• **Your objective**
Say how many lines in the records include the string "floor", adding no other words.
★ ★ ★
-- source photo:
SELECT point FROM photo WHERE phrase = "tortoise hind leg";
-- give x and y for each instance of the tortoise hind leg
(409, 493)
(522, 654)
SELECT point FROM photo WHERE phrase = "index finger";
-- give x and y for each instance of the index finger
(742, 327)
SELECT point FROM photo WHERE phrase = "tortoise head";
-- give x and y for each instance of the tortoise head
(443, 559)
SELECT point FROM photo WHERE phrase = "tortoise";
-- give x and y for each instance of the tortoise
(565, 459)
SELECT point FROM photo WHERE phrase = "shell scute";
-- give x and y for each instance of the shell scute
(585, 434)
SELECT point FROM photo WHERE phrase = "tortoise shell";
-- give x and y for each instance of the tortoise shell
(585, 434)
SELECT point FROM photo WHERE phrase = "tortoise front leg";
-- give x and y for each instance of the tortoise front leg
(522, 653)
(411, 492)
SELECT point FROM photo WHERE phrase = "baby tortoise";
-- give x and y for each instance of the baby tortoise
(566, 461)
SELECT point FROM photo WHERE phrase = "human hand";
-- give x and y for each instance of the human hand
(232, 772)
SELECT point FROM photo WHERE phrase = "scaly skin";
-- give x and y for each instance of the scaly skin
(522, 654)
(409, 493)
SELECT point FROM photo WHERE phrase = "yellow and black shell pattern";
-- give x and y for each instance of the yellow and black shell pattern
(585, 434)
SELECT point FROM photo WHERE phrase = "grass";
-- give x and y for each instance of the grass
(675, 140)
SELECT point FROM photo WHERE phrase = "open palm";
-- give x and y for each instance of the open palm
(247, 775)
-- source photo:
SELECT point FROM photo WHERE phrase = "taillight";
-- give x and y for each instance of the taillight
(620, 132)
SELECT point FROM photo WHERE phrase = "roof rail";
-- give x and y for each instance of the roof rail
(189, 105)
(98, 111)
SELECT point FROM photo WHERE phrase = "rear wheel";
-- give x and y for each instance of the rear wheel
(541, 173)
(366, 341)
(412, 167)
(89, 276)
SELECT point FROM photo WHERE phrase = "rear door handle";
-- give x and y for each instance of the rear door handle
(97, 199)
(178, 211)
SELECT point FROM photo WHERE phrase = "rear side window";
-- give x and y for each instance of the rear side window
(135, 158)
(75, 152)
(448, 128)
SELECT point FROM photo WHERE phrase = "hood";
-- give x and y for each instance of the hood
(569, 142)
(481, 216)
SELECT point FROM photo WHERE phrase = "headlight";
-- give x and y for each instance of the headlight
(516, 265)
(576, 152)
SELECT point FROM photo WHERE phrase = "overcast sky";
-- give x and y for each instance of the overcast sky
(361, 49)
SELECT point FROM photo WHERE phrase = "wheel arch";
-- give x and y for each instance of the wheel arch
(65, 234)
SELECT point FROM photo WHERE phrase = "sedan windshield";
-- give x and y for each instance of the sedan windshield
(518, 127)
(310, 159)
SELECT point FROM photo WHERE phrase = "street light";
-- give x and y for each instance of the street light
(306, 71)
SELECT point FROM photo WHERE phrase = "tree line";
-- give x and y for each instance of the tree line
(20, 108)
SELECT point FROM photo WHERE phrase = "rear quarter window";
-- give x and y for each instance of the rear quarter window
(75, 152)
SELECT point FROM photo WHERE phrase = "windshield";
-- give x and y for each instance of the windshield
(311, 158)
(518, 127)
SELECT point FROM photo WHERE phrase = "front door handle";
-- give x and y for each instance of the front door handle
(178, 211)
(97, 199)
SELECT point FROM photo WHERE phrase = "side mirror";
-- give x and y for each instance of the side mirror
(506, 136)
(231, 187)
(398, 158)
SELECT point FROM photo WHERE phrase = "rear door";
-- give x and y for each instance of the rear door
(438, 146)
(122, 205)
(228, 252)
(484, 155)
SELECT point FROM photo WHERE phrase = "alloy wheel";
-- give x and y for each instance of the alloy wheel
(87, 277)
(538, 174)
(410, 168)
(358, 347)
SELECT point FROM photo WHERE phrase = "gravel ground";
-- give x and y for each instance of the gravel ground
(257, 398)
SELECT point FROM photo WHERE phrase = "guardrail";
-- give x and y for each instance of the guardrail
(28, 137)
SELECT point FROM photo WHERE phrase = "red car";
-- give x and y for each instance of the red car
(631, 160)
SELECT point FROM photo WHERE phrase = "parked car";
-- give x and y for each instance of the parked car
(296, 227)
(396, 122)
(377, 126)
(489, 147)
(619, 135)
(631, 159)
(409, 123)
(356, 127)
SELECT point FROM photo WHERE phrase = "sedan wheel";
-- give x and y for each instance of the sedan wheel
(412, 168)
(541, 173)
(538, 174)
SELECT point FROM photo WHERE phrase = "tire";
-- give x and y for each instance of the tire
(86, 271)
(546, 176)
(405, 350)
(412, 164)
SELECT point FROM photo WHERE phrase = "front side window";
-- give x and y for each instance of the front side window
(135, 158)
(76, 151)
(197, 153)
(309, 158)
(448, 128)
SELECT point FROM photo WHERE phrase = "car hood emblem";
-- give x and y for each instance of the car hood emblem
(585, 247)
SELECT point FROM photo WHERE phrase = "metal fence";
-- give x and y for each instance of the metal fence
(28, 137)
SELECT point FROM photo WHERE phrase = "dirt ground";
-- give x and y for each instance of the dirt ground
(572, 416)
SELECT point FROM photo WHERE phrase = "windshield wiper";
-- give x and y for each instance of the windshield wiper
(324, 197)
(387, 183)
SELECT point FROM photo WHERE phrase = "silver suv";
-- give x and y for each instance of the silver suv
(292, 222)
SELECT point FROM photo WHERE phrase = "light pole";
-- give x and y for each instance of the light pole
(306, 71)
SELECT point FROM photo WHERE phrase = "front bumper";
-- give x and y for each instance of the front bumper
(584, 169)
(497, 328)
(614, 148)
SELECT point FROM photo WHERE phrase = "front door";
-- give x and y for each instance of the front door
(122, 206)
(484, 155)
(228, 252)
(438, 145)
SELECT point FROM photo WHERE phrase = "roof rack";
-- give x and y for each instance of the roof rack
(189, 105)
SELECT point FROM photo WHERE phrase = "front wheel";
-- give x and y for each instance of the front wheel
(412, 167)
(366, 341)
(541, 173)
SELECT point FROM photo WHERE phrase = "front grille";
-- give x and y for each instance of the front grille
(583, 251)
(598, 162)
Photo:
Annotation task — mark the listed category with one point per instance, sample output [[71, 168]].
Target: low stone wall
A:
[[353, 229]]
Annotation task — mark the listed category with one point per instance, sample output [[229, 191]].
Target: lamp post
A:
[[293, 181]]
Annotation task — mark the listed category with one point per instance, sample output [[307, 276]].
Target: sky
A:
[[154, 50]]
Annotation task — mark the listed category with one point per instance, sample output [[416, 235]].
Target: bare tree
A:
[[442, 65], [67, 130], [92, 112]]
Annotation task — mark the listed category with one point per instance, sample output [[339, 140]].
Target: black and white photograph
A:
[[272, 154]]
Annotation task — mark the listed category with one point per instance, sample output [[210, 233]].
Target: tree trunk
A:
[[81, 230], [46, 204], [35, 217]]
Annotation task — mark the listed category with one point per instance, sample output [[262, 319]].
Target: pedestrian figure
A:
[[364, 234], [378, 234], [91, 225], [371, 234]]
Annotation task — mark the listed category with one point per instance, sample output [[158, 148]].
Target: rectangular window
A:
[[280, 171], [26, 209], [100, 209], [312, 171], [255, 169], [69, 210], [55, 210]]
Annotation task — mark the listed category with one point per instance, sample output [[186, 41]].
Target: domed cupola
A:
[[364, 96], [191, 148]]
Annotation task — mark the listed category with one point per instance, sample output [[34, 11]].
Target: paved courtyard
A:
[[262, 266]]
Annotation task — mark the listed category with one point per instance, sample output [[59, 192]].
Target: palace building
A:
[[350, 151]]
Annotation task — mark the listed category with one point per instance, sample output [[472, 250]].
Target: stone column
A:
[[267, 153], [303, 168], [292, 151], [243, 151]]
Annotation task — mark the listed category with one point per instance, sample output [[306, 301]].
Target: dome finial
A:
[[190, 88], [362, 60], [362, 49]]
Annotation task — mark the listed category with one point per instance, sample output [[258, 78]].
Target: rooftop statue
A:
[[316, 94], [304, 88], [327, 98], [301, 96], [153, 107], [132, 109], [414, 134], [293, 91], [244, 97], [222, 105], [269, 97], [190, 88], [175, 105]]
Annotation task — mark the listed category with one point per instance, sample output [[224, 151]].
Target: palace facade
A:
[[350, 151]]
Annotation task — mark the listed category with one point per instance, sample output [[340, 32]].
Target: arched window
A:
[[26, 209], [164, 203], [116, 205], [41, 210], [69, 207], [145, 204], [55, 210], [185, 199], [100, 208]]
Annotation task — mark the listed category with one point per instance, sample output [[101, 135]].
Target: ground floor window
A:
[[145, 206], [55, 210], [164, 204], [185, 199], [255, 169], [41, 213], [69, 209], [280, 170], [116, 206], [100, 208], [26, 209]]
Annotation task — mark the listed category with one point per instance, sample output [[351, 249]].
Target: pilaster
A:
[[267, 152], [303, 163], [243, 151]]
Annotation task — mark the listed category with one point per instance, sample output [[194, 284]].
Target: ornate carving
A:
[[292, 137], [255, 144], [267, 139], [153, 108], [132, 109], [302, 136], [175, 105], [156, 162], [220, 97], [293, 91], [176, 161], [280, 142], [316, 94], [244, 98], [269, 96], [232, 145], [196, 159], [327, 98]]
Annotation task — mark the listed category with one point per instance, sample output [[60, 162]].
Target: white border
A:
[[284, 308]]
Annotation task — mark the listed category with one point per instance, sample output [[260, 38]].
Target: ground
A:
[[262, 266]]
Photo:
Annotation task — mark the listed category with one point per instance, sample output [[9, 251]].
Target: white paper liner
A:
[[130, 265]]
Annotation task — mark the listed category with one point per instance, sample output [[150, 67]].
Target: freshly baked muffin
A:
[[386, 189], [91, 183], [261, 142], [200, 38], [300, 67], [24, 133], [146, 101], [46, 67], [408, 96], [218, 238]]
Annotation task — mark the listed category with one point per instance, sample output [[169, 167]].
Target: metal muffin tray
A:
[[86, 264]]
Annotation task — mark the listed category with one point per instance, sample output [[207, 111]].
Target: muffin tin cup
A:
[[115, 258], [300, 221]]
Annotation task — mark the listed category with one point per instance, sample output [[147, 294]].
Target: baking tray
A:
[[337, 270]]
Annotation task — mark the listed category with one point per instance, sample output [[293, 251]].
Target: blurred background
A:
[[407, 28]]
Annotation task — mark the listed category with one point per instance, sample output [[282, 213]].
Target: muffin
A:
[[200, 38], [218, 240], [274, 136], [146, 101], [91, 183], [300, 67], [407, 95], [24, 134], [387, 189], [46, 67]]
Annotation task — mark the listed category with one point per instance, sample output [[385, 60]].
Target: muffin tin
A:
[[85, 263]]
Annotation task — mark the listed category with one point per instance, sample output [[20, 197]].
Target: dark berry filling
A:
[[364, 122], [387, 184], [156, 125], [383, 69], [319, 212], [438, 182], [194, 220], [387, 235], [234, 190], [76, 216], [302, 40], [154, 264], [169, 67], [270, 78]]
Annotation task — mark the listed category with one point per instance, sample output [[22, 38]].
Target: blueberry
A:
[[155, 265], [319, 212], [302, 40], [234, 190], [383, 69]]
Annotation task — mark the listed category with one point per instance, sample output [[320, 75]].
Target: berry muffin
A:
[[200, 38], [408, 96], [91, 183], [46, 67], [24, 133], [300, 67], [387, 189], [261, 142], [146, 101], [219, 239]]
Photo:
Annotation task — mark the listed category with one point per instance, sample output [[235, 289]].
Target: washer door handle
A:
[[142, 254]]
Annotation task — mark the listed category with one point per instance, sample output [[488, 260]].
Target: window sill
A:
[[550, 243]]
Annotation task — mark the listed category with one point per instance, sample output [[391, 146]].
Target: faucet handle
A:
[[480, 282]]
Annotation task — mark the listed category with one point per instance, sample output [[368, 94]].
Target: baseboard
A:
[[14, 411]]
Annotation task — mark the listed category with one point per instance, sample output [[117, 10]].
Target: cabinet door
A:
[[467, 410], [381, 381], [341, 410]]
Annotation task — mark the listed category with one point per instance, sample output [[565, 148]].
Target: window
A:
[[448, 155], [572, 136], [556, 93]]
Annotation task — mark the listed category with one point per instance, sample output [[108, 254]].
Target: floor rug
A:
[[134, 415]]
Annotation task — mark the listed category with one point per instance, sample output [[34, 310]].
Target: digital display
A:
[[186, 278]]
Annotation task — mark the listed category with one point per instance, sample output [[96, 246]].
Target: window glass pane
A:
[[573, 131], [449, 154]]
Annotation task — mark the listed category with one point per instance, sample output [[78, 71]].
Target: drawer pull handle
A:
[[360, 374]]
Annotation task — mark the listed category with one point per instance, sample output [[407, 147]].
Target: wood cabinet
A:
★ ★ ★
• **Written answer**
2